> Requirement
Every line of the data must appear again in the answer, exactly as written.

========================

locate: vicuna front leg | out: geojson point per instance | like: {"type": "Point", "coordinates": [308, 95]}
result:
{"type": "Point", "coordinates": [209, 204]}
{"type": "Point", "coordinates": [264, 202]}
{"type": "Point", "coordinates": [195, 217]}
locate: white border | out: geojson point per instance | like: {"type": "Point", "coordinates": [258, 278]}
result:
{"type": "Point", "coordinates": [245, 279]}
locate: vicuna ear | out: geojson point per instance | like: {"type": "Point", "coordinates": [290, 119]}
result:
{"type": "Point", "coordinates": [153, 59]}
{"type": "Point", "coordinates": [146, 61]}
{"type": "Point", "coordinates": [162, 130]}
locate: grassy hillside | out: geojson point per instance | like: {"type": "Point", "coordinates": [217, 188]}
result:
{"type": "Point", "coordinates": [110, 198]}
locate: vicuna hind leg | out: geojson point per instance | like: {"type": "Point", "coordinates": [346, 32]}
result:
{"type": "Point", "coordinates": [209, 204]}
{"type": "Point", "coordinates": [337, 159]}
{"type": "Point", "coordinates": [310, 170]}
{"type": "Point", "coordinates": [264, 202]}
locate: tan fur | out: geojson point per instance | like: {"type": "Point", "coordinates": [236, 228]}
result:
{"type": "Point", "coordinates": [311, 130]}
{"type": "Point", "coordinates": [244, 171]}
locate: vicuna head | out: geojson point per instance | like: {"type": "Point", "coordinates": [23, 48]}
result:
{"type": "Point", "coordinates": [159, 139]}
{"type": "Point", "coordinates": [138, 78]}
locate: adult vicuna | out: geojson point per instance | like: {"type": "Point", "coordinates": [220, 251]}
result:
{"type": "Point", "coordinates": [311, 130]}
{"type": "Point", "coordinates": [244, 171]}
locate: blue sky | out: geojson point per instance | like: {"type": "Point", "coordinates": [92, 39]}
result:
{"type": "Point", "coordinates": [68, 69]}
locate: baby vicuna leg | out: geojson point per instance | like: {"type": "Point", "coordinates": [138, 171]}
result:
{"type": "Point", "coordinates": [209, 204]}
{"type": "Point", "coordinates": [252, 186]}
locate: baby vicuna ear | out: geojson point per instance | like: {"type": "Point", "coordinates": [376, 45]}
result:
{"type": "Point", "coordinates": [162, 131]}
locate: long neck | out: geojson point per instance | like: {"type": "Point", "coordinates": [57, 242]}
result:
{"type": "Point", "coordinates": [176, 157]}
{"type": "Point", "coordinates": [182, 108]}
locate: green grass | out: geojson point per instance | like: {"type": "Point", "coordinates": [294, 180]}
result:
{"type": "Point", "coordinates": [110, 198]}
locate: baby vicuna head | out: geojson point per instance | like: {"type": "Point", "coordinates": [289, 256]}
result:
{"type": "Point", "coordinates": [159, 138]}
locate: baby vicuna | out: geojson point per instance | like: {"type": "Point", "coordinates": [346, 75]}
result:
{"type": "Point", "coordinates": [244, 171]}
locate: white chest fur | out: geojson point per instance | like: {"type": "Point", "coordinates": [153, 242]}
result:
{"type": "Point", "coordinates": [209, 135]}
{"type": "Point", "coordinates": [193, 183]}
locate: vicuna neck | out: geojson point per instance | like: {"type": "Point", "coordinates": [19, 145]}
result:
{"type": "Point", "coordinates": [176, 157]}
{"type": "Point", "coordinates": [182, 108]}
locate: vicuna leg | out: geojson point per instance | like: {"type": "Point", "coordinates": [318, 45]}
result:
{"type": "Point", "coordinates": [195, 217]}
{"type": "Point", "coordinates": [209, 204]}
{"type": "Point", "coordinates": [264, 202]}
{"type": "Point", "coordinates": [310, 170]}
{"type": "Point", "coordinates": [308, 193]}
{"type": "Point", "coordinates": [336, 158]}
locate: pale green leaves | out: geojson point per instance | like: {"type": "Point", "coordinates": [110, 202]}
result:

========================

> Result of this task
locate: vicuna front leg | out: geojson point per instance | like: {"type": "Point", "coordinates": [308, 95]}
result:
{"type": "Point", "coordinates": [209, 204]}
{"type": "Point", "coordinates": [264, 202]}
{"type": "Point", "coordinates": [195, 217]}
locate: white border | out: geojson point per instance | like: {"type": "Point", "coordinates": [258, 278]}
result:
{"type": "Point", "coordinates": [245, 279]}
locate: vicuna ear | out: geojson point per instance | like: {"type": "Point", "coordinates": [290, 119]}
result:
{"type": "Point", "coordinates": [153, 59]}
{"type": "Point", "coordinates": [146, 61]}
{"type": "Point", "coordinates": [162, 130]}
locate: grassy hillside | out: geojson point per instance | like: {"type": "Point", "coordinates": [217, 188]}
result:
{"type": "Point", "coordinates": [110, 198]}
locate: vicuna hind leg | out: geojson point per instance | like: {"type": "Point", "coordinates": [346, 32]}
result:
{"type": "Point", "coordinates": [209, 204]}
{"type": "Point", "coordinates": [337, 159]}
{"type": "Point", "coordinates": [310, 170]}
{"type": "Point", "coordinates": [264, 202]}
locate: tan fur | out: geojson point per instance | like: {"type": "Point", "coordinates": [236, 228]}
result:
{"type": "Point", "coordinates": [311, 130]}
{"type": "Point", "coordinates": [244, 171]}
locate: vicuna head | out: geojson point per instance | like: {"type": "Point", "coordinates": [23, 48]}
result:
{"type": "Point", "coordinates": [159, 139]}
{"type": "Point", "coordinates": [138, 78]}
locate: adult vicuna | out: geojson point per instance | like: {"type": "Point", "coordinates": [220, 251]}
result:
{"type": "Point", "coordinates": [311, 130]}
{"type": "Point", "coordinates": [244, 171]}
locate: blue sky | out: geojson point per instance | like: {"type": "Point", "coordinates": [92, 39]}
result:
{"type": "Point", "coordinates": [68, 69]}
locate: baby vicuna leg | out: geojson point per instance | like: {"type": "Point", "coordinates": [138, 171]}
result:
{"type": "Point", "coordinates": [209, 204]}
{"type": "Point", "coordinates": [252, 186]}
locate: baby vicuna ear | out: geojson point per instance | like: {"type": "Point", "coordinates": [376, 45]}
result:
{"type": "Point", "coordinates": [162, 131]}
locate: long neck | out: geojson point per instance | like: {"type": "Point", "coordinates": [57, 242]}
result:
{"type": "Point", "coordinates": [176, 157]}
{"type": "Point", "coordinates": [182, 108]}
locate: green grass | out: geojson point per instance | like: {"type": "Point", "coordinates": [294, 180]}
result:
{"type": "Point", "coordinates": [110, 198]}
locate: baby vicuna head | out: geojson point per instance | like: {"type": "Point", "coordinates": [289, 256]}
result:
{"type": "Point", "coordinates": [159, 138]}
locate: baby vicuna | out: geojson point per instance | like: {"type": "Point", "coordinates": [346, 75]}
result:
{"type": "Point", "coordinates": [244, 171]}
locate: white chest fur | out: geojson point per instance | like: {"type": "Point", "coordinates": [153, 242]}
result:
{"type": "Point", "coordinates": [209, 135]}
{"type": "Point", "coordinates": [193, 183]}
locate: vicuna neck | out: geojson point per instance | like: {"type": "Point", "coordinates": [19, 145]}
result:
{"type": "Point", "coordinates": [176, 157]}
{"type": "Point", "coordinates": [182, 108]}
locate: vicuna leg | out: geojson point per instance | like: {"type": "Point", "coordinates": [318, 45]}
result:
{"type": "Point", "coordinates": [195, 217]}
{"type": "Point", "coordinates": [209, 204]}
{"type": "Point", "coordinates": [264, 202]}
{"type": "Point", "coordinates": [310, 170]}
{"type": "Point", "coordinates": [308, 193]}
{"type": "Point", "coordinates": [336, 158]}
locate: pale green leaves | out: geojson point per instance | like: {"type": "Point", "coordinates": [110, 202]}
result:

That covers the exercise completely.